▶ [SELECTED EXTRACT]:
** Start **
OpenGATE / Gate

Official public repository of Gate
http://www.opengatecollaboration.org
GNU Lesser General Public License v3.0
236 stars 263 forks source link

Memory leak in KillActor #257

Closed MrTzschr closed 5 years ago

MrTzschr commented 5 years ago

Hi,

the KillActor seems to have a memory leak. I wanted to use the actor to stop the tracking of the back-to-back photons in the detector (cylindricalPET) but at some point in time the simulations on a cluster stop due the high memory demand. In a very simple test using vGATE this seems to increase by 1-2 Mb per second.

Best, Moritz

djboersma commented 5 years ago

Hi @MrTzschr / Moritz, Thanks for the report. Could you add the macro of your very simple test here, so that we can try to reproduce your findings? Thanks!

MrTzschr commented 5 years ago

Thank your for response @djboersma. Here is the macro. I disabled the output but it does not matter if root is enabled or not.
** End **
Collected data
** Start **
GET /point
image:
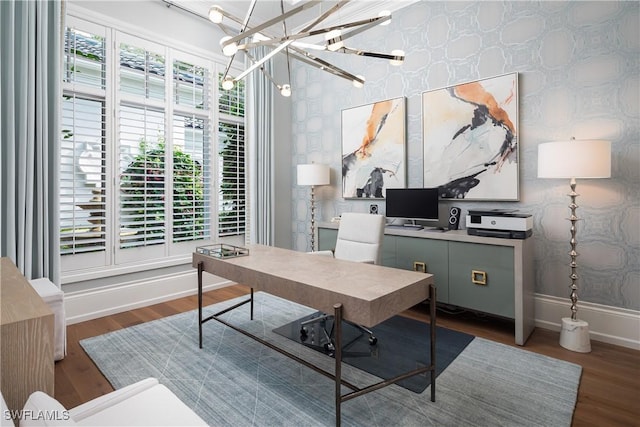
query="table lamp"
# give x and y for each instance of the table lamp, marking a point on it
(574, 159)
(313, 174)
** End **
** Start **
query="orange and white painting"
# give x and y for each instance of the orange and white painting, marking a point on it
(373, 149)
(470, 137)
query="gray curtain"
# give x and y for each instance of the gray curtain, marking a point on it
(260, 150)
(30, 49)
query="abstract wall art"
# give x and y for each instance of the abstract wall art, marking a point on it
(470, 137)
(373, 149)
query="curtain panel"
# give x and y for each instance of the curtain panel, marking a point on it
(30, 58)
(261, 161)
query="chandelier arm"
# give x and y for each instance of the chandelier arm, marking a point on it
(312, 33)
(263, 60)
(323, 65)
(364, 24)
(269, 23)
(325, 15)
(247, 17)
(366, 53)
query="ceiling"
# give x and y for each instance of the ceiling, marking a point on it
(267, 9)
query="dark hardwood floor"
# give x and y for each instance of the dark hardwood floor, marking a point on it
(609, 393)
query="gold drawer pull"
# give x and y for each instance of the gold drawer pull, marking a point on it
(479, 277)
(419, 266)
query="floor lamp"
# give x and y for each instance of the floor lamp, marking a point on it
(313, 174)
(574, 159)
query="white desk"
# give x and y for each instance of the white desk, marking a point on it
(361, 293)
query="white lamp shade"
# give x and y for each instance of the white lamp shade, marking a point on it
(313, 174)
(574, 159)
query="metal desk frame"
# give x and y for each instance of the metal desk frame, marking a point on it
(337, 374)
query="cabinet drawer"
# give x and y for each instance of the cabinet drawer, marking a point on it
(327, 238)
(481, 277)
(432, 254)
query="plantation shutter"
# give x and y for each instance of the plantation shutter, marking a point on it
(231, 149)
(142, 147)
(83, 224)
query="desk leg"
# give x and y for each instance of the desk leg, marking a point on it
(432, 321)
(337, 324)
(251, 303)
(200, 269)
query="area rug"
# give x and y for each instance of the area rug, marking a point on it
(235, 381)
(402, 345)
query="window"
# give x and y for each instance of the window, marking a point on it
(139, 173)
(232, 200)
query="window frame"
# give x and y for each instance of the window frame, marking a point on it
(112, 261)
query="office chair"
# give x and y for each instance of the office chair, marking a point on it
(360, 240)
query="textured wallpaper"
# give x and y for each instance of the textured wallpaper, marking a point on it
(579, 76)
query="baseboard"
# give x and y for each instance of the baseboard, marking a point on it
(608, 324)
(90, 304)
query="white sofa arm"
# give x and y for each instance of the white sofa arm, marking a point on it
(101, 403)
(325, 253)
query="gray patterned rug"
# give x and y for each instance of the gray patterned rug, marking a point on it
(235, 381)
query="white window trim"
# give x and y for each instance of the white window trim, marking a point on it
** End **
** Start **
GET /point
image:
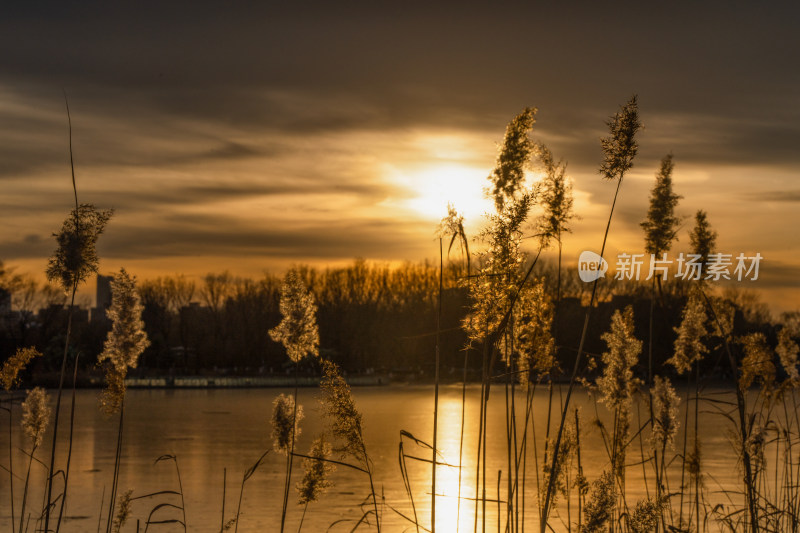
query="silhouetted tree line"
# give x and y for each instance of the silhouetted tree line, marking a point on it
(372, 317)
** End **
▶ [TASK INSTRUCTIONS]: From the forum thread about the KillActor memory leak, return the passage starting with "Memory leak in" and going on through "Mb per second.", word for word.

▶ [TASK RESULT]:
Memory leak in KillActor #257

Closed MrTzschr closed 5 years ago

MrTzschr commented 5 years ago

Hi,

the KillActor seems to have a memory leak. I wanted to use the actor to stop the tracking of the back-to-back photons in the detector (cylindricalPET) but at some point in time the simulations on a cluster stop due the high memory demand. In a very simple test using vGATE this seems to increase by 1-2 Mb per second.